- _What is expected_: Repeat the records given below in full, with no changes.

Data supplied section start

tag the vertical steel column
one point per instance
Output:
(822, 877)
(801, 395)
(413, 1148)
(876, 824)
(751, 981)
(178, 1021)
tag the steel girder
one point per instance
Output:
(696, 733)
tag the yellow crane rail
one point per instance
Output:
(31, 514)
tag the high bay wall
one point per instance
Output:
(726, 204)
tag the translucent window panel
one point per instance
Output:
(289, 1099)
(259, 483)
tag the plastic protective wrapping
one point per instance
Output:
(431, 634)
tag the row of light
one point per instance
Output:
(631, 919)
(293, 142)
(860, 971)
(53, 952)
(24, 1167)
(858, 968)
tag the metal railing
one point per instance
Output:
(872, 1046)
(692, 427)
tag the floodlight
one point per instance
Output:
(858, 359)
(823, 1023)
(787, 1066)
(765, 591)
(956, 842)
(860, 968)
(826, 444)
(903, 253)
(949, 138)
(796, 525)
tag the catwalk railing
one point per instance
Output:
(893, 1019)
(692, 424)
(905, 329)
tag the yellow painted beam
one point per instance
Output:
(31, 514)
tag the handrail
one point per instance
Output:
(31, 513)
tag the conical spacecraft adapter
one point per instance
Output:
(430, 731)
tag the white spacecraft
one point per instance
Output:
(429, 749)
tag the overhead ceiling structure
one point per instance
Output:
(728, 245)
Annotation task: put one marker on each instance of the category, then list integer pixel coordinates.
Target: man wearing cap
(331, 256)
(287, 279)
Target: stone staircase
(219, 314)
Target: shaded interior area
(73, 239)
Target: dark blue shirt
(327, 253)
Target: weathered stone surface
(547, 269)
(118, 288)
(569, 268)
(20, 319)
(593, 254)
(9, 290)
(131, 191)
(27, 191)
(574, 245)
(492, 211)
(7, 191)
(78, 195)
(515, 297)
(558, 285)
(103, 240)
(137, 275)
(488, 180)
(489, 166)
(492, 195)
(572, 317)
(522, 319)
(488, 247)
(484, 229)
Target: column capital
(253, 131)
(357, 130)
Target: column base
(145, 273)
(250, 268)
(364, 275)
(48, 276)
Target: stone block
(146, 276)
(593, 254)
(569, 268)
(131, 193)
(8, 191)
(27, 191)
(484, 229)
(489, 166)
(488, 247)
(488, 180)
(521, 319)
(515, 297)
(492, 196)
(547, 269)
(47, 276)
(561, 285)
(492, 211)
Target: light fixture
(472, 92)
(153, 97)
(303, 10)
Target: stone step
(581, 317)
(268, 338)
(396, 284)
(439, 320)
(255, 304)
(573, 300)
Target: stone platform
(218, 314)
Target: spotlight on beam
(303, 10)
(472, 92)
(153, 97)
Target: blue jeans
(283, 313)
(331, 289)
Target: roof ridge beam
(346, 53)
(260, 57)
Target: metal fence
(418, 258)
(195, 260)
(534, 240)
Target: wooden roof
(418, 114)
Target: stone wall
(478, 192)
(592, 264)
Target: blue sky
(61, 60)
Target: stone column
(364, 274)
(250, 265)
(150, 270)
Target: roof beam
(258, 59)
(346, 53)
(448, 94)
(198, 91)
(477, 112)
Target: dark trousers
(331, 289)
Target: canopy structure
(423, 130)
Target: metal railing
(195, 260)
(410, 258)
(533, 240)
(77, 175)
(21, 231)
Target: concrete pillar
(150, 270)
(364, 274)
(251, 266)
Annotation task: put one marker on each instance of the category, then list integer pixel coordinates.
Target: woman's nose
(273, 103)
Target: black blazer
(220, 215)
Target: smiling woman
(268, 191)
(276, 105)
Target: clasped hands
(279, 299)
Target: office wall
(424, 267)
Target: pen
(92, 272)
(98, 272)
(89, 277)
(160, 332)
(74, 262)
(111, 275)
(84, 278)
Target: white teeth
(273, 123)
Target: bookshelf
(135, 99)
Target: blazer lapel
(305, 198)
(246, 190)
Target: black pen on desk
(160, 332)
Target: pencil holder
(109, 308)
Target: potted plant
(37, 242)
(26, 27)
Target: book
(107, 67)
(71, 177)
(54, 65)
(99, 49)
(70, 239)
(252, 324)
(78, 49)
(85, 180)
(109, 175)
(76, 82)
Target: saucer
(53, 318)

Data supplied section end

- _Answer box_:
tag the vertical steel column
one point per instance
Output:
(822, 877)
(801, 395)
(413, 1148)
(876, 824)
(751, 981)
(178, 1021)
tag the steel girder
one point per instance
Output:
(696, 733)
tag the yellow crane rail
one point per instance
Output:
(31, 514)
tag the high bay wall
one point per instance
Output:
(726, 204)
tag the translucent window panel
one point per instance
Output:
(289, 1099)
(259, 483)
tag the plastic protective wrapping
one point per instance
Output:
(431, 634)
tag the row of light
one point per instance
Output:
(631, 919)
(293, 142)
(860, 971)
(53, 952)
(24, 1167)
(858, 968)
tag the metal railing
one point per instance
Output:
(872, 1046)
(692, 427)
tag the floodlight
one point per instance
Output:
(858, 359)
(823, 1023)
(787, 1066)
(765, 591)
(956, 842)
(860, 968)
(826, 444)
(903, 253)
(949, 138)
(796, 525)
tag the catwalk railing
one point per instance
Output:
(893, 1019)
(692, 424)
(905, 329)
tag the yellow painted beam
one point per instance
Output:
(31, 514)
tag the handrail
one point per instance
Output:
(31, 513)
tag the conical spacecraft adapter
one point per instance
Output:
(430, 731)
tag the white spacecraft
one point per instance
Output:
(429, 749)
tag the overhead ceiling structure
one point per instance
Output:
(728, 245)
Annotation task: put one marker on each instance of the category, then list integer pixel coordinates.
Target: man wearing cap
(331, 256)
(287, 279)
Target: stone staircase
(219, 314)
Target: shaded interior area
(73, 239)
Target: dark blue shirt
(327, 253)
Target: weathered stone surface
(547, 269)
(118, 288)
(569, 268)
(20, 319)
(593, 254)
(9, 290)
(131, 191)
(27, 191)
(574, 245)
(492, 211)
(7, 191)
(78, 195)
(515, 297)
(558, 285)
(103, 240)
(137, 275)
(488, 180)
(489, 166)
(492, 195)
(572, 317)
(522, 319)
(488, 247)
(484, 229)
Target: column capital
(253, 131)
(357, 130)
Target: column base
(145, 273)
(250, 268)
(364, 275)
(48, 276)
Target: stone block
(146, 276)
(593, 254)
(569, 268)
(131, 193)
(8, 191)
(27, 191)
(484, 229)
(489, 166)
(488, 247)
(488, 180)
(521, 319)
(515, 297)
(492, 196)
(547, 269)
(47, 276)
(561, 285)
(492, 211)
Target: light fixture
(472, 92)
(153, 97)
(303, 10)
Target: stone step
(581, 317)
(268, 338)
(396, 284)
(439, 320)
(255, 304)
(573, 300)
Target: stone platform
(218, 314)
Target: spotlight on beam
(303, 10)
(472, 92)
(153, 97)
Target: blue jeans
(283, 313)
(331, 289)
Target: roof ridge beam
(346, 53)
(260, 57)
Target: metal fence
(418, 258)
(195, 260)
(534, 240)
Target: wooden roof
(418, 114)
Target: stone wall
(478, 192)
(592, 264)
Target: blue sky
(61, 60)
Target: stone column
(364, 274)
(250, 265)
(150, 270)
Target: roof beam
(258, 59)
(346, 53)
(448, 94)
(198, 91)
(477, 112)
Target: dark trousers
(331, 289)
Target: canopy structure
(423, 130)
Target: metal railing
(195, 260)
(410, 258)
(533, 240)
(77, 175)
(21, 231)
Target: concrete pillar
(150, 270)
(364, 274)
(251, 266)
Annotation task: put one marker on each instance of the category, then list integer pixel coordinates.
Target: woman's nose
(273, 103)
Target: black blazer
(220, 215)
Target: smiling woman
(268, 191)
(276, 105)
Target: clasped hands
(279, 299)
Target: office wall
(424, 267)
Target: pen
(92, 272)
(98, 272)
(89, 277)
(160, 332)
(74, 262)
(111, 275)
(84, 278)
Target: white teeth
(273, 123)
Target: bookshelf
(135, 99)
Target: blazer lapel
(305, 198)
(246, 190)
Target: black pen on desk
(160, 332)
Target: pencil holder
(109, 308)
Target: potted plant
(37, 242)
(26, 27)
Target: book
(107, 67)
(71, 177)
(54, 65)
(99, 49)
(70, 239)
(252, 324)
(78, 49)
(85, 180)
(109, 175)
(76, 82)
Target: saucer
(53, 318)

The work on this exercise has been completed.